##### Kutipan #####

Argumen yang dikemukakan masing-masing hakim dalam musyawarah harus didasari alasan dan dasar hukum yang tepat. Sebab, hasil musyawarah itulah yang dijadikan substansi putusan. Pada akhirnya, substansi putusan itu harus dipertanggungjawabkan kepada pencari keadilan dan Tuhan Yang Maha Esa.

2.  Pentingnya ikhtisar musyawarah sebagai dokumentasi hasil musyawarah majelis hakim sebelum menjatuhkan putusan.

##### Cuplikan Data #####

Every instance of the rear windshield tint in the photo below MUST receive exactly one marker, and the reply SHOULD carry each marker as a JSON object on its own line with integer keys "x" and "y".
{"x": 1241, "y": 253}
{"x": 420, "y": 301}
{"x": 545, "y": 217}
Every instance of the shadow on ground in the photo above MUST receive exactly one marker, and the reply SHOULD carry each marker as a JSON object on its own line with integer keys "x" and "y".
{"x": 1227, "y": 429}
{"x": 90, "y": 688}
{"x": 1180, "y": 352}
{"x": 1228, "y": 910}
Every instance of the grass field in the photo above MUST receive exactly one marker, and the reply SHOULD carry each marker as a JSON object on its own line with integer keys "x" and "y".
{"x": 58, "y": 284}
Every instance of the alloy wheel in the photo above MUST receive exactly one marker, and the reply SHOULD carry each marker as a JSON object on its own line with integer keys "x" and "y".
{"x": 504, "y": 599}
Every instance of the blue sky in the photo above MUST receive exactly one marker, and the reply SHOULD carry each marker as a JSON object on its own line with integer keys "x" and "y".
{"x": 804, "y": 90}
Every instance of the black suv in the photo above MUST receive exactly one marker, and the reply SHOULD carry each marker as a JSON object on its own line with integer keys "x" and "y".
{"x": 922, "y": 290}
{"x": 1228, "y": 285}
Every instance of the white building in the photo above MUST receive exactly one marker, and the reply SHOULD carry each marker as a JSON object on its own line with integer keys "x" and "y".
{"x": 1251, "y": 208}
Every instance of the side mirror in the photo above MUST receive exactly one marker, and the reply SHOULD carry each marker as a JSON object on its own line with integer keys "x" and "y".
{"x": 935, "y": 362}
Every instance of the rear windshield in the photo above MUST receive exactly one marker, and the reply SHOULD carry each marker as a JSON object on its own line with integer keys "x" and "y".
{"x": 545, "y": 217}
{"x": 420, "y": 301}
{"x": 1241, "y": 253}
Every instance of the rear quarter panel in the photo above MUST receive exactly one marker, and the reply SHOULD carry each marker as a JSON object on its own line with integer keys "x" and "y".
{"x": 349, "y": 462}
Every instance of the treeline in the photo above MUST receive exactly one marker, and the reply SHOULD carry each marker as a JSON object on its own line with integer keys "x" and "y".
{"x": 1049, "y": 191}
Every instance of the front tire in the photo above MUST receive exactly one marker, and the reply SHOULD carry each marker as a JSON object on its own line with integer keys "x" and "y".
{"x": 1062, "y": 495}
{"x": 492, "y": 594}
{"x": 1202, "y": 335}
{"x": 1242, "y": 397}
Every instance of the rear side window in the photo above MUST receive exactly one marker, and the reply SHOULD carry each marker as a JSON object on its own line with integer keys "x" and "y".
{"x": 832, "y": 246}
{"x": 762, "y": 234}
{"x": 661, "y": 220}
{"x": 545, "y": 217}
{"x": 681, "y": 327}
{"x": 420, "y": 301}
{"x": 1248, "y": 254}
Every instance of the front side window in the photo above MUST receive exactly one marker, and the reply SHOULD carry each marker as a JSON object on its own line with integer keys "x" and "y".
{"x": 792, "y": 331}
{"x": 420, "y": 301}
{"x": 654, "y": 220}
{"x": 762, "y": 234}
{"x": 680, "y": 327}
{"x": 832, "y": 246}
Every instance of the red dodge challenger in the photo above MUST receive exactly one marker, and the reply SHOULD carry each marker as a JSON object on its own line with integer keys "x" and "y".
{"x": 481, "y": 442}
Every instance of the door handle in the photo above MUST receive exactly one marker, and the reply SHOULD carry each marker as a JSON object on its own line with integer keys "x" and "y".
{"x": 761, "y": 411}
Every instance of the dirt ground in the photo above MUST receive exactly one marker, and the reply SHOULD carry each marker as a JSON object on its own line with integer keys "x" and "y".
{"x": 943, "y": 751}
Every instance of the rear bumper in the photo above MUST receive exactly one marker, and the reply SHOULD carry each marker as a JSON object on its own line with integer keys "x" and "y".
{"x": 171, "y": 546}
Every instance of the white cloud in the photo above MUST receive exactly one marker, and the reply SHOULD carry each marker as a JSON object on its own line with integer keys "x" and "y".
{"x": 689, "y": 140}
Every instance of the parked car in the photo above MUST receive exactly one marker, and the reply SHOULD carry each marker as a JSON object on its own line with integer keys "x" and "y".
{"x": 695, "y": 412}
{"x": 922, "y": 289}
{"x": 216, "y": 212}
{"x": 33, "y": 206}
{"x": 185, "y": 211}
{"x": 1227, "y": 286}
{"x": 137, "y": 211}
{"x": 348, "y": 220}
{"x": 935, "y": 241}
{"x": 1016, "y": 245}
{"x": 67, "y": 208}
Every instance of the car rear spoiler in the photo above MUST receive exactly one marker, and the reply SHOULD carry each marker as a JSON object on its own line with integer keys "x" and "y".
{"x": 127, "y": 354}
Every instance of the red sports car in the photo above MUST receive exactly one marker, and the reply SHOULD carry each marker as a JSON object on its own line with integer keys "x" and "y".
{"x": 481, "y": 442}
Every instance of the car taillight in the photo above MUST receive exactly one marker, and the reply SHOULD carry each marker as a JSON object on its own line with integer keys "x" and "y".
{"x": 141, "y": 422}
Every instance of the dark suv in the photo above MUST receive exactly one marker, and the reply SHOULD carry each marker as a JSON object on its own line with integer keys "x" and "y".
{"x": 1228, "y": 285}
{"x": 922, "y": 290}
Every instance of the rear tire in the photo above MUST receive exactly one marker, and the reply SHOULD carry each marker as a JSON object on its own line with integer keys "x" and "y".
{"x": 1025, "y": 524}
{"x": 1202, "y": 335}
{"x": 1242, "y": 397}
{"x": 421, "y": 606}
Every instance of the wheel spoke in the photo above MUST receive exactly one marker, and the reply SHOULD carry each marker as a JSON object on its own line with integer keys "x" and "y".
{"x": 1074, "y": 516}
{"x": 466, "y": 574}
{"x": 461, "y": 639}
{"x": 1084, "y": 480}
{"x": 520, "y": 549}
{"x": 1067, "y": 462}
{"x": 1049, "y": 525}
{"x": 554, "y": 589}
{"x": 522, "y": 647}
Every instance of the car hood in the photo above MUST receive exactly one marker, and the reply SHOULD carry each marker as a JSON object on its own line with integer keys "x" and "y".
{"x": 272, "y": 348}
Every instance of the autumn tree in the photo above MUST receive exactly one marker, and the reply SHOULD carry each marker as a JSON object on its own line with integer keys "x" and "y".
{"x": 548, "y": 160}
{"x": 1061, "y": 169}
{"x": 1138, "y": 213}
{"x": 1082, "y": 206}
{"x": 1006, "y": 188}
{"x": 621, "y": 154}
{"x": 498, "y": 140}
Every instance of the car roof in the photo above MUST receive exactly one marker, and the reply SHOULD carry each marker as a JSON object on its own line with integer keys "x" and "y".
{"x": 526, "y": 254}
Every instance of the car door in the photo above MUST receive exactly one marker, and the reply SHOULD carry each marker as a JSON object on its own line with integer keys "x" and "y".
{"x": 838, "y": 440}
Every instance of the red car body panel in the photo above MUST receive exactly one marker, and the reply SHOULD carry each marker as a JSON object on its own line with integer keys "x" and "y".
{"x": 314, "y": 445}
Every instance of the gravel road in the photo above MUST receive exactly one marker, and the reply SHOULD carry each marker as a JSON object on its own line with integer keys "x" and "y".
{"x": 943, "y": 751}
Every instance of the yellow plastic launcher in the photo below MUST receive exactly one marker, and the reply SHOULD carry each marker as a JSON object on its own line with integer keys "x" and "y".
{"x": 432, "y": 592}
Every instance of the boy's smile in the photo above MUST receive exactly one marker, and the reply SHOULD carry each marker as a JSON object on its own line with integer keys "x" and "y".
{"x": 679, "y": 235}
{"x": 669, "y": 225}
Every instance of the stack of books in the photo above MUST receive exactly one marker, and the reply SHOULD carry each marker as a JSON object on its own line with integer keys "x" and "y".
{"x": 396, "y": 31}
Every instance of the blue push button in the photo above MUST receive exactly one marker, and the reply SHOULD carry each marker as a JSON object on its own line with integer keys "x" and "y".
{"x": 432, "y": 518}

#####

# Tantangan
1. Tolong terjemahkan kalimat berikut dari kutipan tentang musyawarah hakim ke dalam bahasa Inggris: "Argumen yang dikemukakan masing-masing hakim dalam musyawarah harus didasari alasan dan dasar hukum yang tepat."
2. Tuliskan lanjutan kutipan tentang musyawarah hakim, dimulai tepat setelah kalimat terakhirnya.

# Hasil Akhir
1. The arguments put forward by each judge during the deliberation must be grounded in sound reasoning and an appropriate legal basis.

2.
Berdasarkan ketentuan dalam Pasal 51 UU Kekuasaan kehakiman disebutkan bahwa Penetapan, ikhtisar rapat permusyawaratan dan berita acara pemeriksaan sdang ditandatangani oleh ketua majelis hakim dan panitera sidang”. Kemudian dalam Pasal 182 Ayat (6) KUHAP disebutkan bahwa “pada asasnya putusan dalam musyawarah majelis merupakan hasil permufakatan bulat kecuali jika hal itu setelah diusahakan dengan sungguh-sungguh tidak dapat dicapai, maka berlaku ketentuan sebagai berikut:

a.  Putusan diambil dengan suara terbanyak;

b.  Jika ketentuan tersebut dalam huruf (a) tidak juga dapat diperoleh, putusan yang dipilih adalah pendapat hakim yang paling menguntungkan bagi terdakwa”.

Dalam penjelasan Pasal 182 ayat (6) KUHAP disebutkan bahwa apabila tidak terdapat mufakat bulat, pendapat lain dari salah seorang hakim majelis dicatat dalam berita acara sidang majelis yang sifatnya rahasia”. Mengacu pada ketentuan penjelasan tersebut, Penulis berpendapat bahwa dalam penjatuhan putusan penting untuk dibuat berita acara musyawarah majelis dalam bentuk tertulis berupa ikhtisar musyawarah.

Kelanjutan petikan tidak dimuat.